▸ **Exercise aim**
Begin at the line containing "Need: a point" and reproduce every line through the end of the entries below. Nothing else should appear.

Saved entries
= Beginning of Section =
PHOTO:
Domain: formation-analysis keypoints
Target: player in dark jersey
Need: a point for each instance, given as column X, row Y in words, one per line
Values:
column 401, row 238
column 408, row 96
= End of Section =
▸ **Finished task**
Need: a point for each instance, given as column X, row Y in words, one per line
Values:
column 401, row 238
column 408, row 96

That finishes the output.